Work item -> In the data that follows, each entry is to be restated exactly.

Record excerpts ->

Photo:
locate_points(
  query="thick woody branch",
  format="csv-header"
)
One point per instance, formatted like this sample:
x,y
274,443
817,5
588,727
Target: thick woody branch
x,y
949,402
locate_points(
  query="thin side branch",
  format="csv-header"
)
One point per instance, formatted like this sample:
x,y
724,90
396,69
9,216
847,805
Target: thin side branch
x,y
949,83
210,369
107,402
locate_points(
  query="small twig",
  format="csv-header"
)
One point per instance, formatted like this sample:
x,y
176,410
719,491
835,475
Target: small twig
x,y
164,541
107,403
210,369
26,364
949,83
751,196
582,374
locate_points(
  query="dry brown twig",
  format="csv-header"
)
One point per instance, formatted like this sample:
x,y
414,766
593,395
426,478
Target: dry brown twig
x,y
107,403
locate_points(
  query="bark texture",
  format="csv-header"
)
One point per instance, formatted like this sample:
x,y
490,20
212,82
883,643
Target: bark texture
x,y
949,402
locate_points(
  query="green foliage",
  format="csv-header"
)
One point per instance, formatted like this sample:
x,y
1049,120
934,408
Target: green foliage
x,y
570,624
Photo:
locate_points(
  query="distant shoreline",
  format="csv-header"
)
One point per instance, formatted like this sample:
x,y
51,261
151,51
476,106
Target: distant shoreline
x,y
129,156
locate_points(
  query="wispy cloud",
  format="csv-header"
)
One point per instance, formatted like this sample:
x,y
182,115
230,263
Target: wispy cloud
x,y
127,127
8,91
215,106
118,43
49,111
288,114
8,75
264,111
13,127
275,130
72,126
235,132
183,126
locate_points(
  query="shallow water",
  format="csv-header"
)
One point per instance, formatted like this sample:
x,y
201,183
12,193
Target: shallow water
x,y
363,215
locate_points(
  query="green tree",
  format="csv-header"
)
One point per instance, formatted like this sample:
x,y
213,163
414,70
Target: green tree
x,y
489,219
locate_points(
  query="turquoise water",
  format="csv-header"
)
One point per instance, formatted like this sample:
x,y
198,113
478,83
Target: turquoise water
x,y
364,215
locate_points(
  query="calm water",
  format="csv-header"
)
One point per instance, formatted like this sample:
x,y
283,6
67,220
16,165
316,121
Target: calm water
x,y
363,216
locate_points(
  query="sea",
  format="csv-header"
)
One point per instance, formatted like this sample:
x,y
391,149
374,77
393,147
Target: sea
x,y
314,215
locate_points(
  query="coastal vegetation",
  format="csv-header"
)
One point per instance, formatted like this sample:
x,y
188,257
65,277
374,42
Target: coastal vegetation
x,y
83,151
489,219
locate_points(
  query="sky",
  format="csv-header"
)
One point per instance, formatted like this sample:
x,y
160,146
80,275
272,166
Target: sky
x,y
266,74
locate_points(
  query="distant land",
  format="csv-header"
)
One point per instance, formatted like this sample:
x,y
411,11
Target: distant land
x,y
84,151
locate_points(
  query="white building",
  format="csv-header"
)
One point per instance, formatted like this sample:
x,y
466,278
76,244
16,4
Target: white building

Output of the task ->
Photo:
locate_points(
  query="thick woody branch",
  format="csv-header"
)
One point per instance, formatted like this sample:
x,y
274,443
817,5
588,727
Target: thick woody branch
x,y
949,402
locate_points(
  query="thin side branch",
  format="csv-header"
)
One point per instance, formatted like this sample:
x,y
724,90
396,69
9,216
847,805
Target: thin side branch
x,y
949,83
210,369
107,402
locate_points(
  query="small twig",
  format="csv-header"
)
One point per instance, formatted like this sample:
x,y
176,410
719,491
835,475
Target: small twig
x,y
164,541
107,403
210,369
26,364
949,83
751,196
582,374
locate_points(
  query="dry brown twig",
  format="csv-header"
)
One point per instance, formatted like this sample:
x,y
414,766
593,395
426,478
Target: dry brown twig
x,y
107,403
locate_points(
  query="bark texture",
  format="csv-header"
)
One point per instance, formatted like this sample:
x,y
490,20
212,82
883,643
Target: bark texture
x,y
949,402
locate_points(
  query="green foliage",
  format="csv-header"
)
One point per instance, formatted like this sample:
x,y
1049,120
934,408
Target: green foliage
x,y
570,624
Photo:
locate_points(
  query="distant shoreline",
  format="csv-header"
)
One point per instance, formatted like this sample:
x,y
51,261
151,51
476,106
Target: distant shoreline
x,y
129,156
locate_points(
  query="wispy cloud",
  format="csv-header"
)
One point per instance, formatted like this sample:
x,y
182,115
230,263
Target: wispy cloud
x,y
127,127
8,91
215,106
118,43
49,111
288,114
8,75
264,111
13,127
275,130
72,126
235,132
183,126
locate_points(
  query="shallow water",
  format="csv-header"
)
One point per instance, formatted like this sample:
x,y
201,183
12,193
Target: shallow water
x,y
363,215
locate_points(
  query="green tree",
  format="csv-header"
)
One point per instance, formatted like this sample:
x,y
213,163
414,70
Target: green tree
x,y
489,219
locate_points(
  query="turquoise water",
  format="csv-header"
)
One point per instance, formatted like this sample:
x,y
198,113
478,83
Target: turquoise water
x,y
364,215
locate_points(
  query="calm water",
  format="csv-header"
)
One point per instance, formatted like this sample:
x,y
283,6
67,220
16,165
316,121
Target: calm water
x,y
363,216
locate_points(
  query="sea",
  format="csv-header"
)
One point per instance, formatted like this sample:
x,y
391,149
374,77
393,147
Target: sea
x,y
314,215
locate_points(
  query="coastal vegetation",
  format="csv-header"
)
One point per instance, formatted like this sample:
x,y
188,257
65,277
374,42
Target: coastal vegetation
x,y
83,151
489,219
locate_points(
  query="sky",
  format="csv-header"
)
One point per instance, formatted like this sample:
x,y
160,146
80,275
272,166
Target: sky
x,y
266,74
locate_points(
  query="distant land",
  format="csv-header"
)
One point per instance, formatted like this sample:
x,y
411,11
Target: distant land
x,y
84,151
locate_points(
  query="white building",
  format="csv-header"
)
One point per instance, formatted like this sample:
x,y
466,278
76,244
16,4
Target: white building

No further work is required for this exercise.